What you have to do
Count the lines of the material below that contain the word "green" and give only that number.

[Start Data listing]

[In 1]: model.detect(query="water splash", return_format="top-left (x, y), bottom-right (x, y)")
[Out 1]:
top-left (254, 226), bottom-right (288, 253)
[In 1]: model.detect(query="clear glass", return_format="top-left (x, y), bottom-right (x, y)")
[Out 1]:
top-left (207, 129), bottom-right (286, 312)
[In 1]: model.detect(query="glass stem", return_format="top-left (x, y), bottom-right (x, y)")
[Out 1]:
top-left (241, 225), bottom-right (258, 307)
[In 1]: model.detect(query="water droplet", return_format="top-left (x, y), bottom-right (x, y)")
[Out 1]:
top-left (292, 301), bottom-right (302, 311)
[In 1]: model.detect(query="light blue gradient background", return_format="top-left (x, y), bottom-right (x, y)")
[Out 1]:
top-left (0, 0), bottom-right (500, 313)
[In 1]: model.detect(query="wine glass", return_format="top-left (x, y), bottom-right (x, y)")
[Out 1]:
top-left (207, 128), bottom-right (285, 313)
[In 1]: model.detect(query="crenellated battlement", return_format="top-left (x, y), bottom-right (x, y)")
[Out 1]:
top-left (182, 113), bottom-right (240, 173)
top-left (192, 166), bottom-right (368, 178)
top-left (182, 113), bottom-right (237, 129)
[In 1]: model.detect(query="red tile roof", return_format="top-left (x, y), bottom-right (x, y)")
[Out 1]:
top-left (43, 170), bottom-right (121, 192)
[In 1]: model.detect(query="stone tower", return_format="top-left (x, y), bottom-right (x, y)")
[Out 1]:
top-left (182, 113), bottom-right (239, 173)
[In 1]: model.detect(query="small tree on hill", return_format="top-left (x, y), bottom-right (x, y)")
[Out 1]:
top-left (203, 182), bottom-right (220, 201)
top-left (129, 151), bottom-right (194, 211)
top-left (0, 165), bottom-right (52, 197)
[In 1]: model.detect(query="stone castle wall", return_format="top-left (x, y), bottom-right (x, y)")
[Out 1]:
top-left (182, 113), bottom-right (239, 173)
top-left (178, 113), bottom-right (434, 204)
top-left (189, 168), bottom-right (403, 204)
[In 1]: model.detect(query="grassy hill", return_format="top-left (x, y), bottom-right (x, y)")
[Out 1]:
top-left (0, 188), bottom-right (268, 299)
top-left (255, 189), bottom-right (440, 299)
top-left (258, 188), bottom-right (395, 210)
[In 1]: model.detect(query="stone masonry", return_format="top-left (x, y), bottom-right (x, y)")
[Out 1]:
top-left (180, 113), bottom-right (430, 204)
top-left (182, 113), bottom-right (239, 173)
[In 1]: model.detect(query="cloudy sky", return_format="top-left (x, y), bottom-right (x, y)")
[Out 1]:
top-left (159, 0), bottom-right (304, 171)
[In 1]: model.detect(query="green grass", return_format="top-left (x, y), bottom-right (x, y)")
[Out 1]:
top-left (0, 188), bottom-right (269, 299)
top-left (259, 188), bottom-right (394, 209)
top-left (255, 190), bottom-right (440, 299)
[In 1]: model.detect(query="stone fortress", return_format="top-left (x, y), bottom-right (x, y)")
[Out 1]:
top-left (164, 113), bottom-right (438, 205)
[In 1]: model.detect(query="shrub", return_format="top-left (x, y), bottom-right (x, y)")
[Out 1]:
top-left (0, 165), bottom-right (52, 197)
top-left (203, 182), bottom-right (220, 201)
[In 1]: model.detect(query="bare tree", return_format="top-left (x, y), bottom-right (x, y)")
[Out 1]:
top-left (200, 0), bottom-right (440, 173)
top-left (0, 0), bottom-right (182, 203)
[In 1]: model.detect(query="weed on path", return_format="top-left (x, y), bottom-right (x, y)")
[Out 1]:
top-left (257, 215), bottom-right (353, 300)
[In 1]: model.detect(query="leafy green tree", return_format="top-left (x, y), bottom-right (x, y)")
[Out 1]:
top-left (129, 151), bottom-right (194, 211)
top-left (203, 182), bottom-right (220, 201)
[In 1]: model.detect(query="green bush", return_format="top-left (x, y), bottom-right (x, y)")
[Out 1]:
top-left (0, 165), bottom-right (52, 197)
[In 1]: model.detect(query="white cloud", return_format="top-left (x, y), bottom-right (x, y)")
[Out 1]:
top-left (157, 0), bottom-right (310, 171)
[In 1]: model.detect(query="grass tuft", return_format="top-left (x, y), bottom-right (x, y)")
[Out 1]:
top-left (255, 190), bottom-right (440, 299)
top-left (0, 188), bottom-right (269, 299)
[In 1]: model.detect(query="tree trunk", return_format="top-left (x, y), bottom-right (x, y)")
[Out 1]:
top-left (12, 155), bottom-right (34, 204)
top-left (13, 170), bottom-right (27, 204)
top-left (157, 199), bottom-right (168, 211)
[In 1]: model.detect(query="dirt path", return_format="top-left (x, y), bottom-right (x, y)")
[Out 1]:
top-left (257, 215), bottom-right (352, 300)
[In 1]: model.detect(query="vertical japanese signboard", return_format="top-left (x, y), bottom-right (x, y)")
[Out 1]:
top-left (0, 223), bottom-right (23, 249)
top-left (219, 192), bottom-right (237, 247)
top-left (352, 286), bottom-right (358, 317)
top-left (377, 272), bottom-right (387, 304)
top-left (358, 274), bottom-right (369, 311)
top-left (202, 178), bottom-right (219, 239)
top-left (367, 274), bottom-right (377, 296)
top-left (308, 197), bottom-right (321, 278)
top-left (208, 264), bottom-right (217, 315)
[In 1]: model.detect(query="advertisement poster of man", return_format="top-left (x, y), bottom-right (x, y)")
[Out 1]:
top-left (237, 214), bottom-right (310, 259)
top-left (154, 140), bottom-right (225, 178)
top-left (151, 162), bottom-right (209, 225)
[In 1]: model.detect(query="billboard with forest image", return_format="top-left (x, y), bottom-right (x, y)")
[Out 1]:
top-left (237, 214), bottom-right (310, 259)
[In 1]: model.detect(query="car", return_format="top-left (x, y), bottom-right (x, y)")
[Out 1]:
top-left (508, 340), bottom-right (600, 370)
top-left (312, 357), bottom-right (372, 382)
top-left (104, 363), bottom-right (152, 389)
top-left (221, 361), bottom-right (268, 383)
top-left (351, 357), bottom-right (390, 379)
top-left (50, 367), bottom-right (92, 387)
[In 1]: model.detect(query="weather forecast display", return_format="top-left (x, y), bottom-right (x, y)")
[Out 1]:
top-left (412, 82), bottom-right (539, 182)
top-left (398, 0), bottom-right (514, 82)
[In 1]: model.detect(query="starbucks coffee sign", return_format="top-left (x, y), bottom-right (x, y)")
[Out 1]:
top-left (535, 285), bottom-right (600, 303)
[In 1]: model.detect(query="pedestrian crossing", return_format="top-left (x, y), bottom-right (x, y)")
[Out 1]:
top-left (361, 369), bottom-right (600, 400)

[End Data listing]

The solution
3